▸ **Liste des activités**:
a – Répondez à ces questions sur le texte consacré au match RDC–Colombie :
(i) Quel jour les Léopards affrontent-ils la Colombie ?
(ii) Quelle place la Colombie occupe-t-elle au classement FIFA, selon Sébastien Desabre ?
(iii) D'après le sélectionneur, avec quoi son équipe jouera-t-elle ?
b – Poursuivez le texte sur le match entre la RDC et la Colombie à partir de sa dernière phrase.

▸ **Texte fourni**:
Aux portes de l’exploit

À quelques heures d’un rendez-vous décisif de la Coupe du monde 2026, les Léopards de la RDC s’apprêtent à défier la Colombie ce mercredi 24 juin avec, en ligne de mire, une qualification historique pour les seizièmes de finale. Face à une sélection colombienne mieux classée et donnée favorite, le sélectionneur Sébastien Desabre oppose une arme souvent invisible mais redoutable : la force mentale. Entre lucidité, confiance et détermination, son discours dessine les contours d’une équipe qui refuse de se présenter en victime.

Le favori face au réveil du fauve

Mardi 23 juin, en conférence de presse d’avant-match, Sébastien Desabre a reconnu le statut de son adversaire sans céder au complexe. « La Colombie reste favori de ce match parce qu’elle est 12ème au classement FIFA mais nous avons montré que nous pouvons faire de bonnes choses également », a-t-il déclaré.

Derrière ces mots se cache une stratégie psychologique puissante : respecter l’adversaire sans lui abandonner l’avantage mental. Comme le disait Nelson Mandela : « Cela semble toujours impossible jusqu’à ce que ce soit fait. »

La bataille invisible

Au-delà des systèmes de jeu, la rencontre se jouera aussi dans les têtes. « Nous jouerons avec nos forces et toute notre détermination », a insisté le technicien français. Ce message recentre les joueurs sur ce qu’ils contrôlent : l’engagement, la discipline et la solidarité. En psychologie du sport, cette approche nourrit le sentiment d’efficacité collective, moteur essentiel des grandes performances.

▸ **Données affichées**:
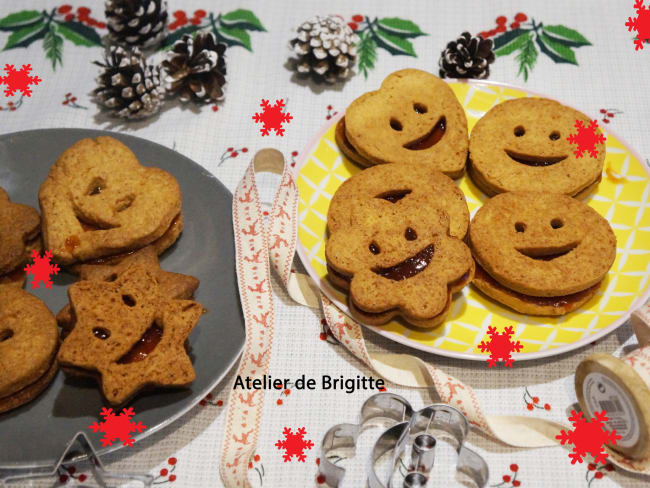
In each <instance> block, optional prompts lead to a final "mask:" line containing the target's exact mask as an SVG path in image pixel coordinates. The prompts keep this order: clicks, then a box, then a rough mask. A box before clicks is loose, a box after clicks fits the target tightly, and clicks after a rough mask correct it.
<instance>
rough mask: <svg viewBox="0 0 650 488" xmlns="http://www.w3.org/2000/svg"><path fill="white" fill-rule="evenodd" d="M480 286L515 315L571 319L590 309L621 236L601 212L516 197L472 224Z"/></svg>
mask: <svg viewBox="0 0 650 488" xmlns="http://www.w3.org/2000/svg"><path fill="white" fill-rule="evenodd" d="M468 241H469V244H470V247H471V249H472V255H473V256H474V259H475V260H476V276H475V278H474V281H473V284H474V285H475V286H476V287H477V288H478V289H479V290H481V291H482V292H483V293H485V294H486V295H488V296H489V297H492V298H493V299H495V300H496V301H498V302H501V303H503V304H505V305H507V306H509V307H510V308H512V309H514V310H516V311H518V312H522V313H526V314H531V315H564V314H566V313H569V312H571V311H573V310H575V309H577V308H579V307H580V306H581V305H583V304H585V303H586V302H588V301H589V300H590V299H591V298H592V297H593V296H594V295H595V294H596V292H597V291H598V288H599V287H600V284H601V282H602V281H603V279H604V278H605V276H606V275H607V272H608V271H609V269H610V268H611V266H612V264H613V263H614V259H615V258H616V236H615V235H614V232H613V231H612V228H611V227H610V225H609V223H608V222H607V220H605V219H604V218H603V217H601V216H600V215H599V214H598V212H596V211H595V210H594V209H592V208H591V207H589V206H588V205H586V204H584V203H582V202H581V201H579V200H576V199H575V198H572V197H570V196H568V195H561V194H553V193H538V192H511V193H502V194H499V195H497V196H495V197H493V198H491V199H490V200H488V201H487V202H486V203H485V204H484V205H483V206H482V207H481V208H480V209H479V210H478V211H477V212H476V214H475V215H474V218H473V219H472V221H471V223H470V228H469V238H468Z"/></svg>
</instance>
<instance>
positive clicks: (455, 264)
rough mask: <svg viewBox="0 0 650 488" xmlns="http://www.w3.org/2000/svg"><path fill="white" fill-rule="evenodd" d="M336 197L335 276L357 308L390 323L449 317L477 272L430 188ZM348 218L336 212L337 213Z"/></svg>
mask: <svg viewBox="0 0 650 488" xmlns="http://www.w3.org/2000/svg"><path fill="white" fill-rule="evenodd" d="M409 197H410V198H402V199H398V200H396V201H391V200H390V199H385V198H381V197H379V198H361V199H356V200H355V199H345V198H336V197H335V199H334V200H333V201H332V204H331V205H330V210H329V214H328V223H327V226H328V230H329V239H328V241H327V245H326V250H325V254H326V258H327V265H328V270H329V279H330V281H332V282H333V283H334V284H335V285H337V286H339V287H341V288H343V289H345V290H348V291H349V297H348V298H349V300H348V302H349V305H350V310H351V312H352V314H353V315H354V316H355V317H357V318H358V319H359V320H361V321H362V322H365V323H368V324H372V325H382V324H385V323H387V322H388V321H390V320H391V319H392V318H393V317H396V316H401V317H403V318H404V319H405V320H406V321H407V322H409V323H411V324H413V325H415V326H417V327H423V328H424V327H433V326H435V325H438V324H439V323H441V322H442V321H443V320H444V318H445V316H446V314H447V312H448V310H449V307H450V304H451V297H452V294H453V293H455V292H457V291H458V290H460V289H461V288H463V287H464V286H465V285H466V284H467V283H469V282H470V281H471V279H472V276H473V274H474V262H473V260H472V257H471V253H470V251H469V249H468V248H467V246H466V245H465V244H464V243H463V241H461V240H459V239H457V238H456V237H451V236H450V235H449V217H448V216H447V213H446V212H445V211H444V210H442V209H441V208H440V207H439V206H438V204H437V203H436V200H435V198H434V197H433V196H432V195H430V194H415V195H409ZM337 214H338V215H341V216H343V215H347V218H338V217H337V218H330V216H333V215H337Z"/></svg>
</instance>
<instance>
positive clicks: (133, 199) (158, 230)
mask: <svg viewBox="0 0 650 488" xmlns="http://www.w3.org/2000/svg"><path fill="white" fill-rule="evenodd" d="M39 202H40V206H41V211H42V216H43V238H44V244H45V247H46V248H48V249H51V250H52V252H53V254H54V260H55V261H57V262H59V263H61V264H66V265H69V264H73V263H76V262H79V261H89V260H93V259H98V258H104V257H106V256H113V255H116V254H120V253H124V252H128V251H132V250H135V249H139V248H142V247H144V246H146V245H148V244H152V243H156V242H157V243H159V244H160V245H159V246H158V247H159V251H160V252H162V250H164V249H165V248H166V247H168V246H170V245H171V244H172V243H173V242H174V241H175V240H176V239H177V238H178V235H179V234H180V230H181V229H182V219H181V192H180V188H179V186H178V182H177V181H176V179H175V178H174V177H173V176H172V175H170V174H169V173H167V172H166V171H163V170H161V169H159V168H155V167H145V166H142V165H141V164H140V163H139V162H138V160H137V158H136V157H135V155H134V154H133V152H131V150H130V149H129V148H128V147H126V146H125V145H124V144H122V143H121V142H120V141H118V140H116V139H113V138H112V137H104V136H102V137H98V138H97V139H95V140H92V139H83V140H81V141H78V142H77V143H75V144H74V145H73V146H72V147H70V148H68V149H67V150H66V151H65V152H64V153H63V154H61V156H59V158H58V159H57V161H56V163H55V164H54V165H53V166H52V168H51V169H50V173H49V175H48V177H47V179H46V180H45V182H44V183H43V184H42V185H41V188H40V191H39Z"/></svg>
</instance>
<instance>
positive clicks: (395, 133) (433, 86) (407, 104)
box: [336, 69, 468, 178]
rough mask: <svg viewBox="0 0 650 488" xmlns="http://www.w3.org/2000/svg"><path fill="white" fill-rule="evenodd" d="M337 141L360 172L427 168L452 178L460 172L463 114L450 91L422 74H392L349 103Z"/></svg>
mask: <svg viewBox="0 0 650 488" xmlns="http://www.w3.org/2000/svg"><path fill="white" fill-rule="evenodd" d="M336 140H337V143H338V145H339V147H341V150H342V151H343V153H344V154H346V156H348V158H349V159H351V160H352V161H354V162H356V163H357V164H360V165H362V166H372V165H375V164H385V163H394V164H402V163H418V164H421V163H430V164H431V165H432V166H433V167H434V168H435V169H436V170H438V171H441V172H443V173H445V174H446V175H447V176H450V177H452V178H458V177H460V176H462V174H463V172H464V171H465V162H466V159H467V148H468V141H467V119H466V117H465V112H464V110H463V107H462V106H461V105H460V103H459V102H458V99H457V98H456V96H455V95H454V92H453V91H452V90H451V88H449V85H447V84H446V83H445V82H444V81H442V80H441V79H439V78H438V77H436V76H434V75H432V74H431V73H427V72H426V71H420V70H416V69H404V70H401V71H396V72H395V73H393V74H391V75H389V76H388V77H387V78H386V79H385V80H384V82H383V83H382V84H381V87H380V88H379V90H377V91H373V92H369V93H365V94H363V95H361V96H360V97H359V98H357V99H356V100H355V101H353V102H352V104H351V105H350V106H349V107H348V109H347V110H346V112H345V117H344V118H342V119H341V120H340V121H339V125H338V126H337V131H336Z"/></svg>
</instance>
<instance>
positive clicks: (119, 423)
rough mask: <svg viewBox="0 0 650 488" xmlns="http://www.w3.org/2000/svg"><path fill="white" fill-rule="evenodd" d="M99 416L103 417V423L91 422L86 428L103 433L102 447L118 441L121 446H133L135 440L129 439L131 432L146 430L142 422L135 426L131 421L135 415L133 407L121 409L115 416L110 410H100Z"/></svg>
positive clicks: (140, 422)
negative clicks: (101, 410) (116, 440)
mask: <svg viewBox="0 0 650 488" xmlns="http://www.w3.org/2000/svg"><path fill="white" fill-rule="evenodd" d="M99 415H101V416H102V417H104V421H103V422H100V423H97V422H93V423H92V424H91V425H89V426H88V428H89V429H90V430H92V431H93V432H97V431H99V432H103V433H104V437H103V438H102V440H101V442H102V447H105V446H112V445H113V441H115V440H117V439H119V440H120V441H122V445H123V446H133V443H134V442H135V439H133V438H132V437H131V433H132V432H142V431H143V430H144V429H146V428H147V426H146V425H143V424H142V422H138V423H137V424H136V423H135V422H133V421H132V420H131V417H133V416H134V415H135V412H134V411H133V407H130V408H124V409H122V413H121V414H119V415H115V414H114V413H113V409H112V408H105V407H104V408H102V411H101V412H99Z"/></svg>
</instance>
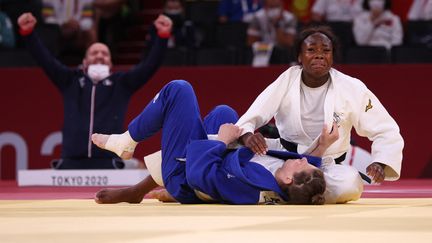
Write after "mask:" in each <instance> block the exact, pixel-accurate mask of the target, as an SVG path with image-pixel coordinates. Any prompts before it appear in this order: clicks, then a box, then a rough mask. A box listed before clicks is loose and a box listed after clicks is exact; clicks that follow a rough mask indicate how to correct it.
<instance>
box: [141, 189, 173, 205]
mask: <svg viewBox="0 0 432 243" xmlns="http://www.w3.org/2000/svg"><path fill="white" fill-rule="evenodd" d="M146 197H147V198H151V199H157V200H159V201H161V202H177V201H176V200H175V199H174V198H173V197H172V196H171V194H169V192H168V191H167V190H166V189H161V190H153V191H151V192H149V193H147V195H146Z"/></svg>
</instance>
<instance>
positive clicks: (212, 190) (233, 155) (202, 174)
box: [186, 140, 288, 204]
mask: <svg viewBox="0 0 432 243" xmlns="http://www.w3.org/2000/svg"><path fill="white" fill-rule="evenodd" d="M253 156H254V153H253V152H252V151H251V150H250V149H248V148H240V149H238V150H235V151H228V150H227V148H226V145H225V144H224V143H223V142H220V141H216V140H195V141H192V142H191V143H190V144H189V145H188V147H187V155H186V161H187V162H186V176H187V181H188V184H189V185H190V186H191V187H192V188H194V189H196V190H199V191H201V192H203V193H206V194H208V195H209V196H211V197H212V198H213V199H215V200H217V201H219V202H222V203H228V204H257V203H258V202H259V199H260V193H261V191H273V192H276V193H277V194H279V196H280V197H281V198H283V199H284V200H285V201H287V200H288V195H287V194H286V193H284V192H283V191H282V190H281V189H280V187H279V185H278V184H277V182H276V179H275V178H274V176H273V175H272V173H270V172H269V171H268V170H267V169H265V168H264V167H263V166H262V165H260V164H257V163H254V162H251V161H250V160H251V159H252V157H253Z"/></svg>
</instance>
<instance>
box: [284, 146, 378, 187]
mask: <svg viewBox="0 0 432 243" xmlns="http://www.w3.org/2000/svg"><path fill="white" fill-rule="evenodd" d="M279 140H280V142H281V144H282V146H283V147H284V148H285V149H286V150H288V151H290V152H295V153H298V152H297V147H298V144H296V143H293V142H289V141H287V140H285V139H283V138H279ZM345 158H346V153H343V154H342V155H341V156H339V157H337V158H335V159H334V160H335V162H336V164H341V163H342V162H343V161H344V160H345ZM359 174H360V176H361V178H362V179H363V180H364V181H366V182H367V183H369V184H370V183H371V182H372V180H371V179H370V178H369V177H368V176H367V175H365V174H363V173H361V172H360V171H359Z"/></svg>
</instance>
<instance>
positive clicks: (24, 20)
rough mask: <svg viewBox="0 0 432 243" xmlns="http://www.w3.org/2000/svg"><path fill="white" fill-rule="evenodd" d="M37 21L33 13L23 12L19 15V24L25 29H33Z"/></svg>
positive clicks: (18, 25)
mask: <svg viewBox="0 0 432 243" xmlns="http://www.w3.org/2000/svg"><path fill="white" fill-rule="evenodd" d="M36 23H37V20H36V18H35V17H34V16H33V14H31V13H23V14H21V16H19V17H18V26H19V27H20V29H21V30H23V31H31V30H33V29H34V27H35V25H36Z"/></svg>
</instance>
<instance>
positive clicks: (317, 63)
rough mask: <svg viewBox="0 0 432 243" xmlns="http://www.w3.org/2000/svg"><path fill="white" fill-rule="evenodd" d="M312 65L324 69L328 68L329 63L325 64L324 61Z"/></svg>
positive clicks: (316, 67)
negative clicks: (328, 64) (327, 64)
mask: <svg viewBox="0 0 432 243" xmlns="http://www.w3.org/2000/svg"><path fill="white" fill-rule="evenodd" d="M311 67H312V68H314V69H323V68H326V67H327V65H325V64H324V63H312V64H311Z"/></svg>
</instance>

▸ **Réponses écrites**:
a –
(i) Le mercredi 24 juin.
(ii) La 12ème place.
(iii) Avec ses forces et toute sa détermination.

b –
Écrire l’inattendu

La Colombie attend un adversaire compact et combatif. Les Léopards, eux, rêvent d’ouvrir une nouvelle page de leur histoire. Le milieu de terrain pourrait devenir l’épicentre d’un duel où chaque ballon pèsera lourd. « L’avenir, tu n’as pas à le prévoir mais à le permettre », écrivait Antoine de Saint-Exupéry. La RDC semble avoir adopté cette philosophie.

Car avant de vaincre un adversaire, une équipe doit souvent vaincre ses propres limites. Et lorsque la confiance rencontre la détermination, les frontières du possible reculent. Comme l’affirmait Pierre de Coubertin, « l’important dans la vie n’est point le triomphe mais le combat ». Pour les Léopards, l’heure est venue de transformer le combat en destin.